Rewrite all of the material below line for line, offsetting every x and y coordinate in the answers by +16 and leaving all other text unchanged.

** START STORED ROWS **

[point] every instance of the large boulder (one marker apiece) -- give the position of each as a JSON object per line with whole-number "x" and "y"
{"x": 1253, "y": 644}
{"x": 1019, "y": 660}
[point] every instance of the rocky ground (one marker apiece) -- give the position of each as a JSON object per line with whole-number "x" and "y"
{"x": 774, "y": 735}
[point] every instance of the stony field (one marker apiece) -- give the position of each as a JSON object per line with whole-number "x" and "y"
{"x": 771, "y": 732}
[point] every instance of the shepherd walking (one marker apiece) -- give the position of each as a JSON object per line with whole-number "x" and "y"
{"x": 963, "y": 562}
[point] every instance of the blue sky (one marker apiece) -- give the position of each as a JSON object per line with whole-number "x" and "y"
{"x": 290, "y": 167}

** END STORED ROWS **

### COMPLETED EXERCISE
[point] every instance of the large boulder (one marker apiece) -- give the position of each as a JSON object per line with whole-number "x" and "y"
{"x": 1269, "y": 660}
{"x": 1035, "y": 676}
[point] every instance of the rocky ground (one marker apiece) -- give the position of each as a JSON object per line with whole-number "x" and "y"
{"x": 790, "y": 751}
[point] every instance of the stony field (one marker apiece) -- give the position of each as a JSON object per line with whole-number "x" and "y"
{"x": 787, "y": 748}
[point] every instance of the shepherd walking (one marker apiece) -- give the position of each as a JSON object per line with whole-number "x" and "y"
{"x": 979, "y": 578}
[point] every instance of the blue sky (one marker apiece) -- give the position of each as a JSON object per line with whole-number "x" and "y"
{"x": 306, "y": 183}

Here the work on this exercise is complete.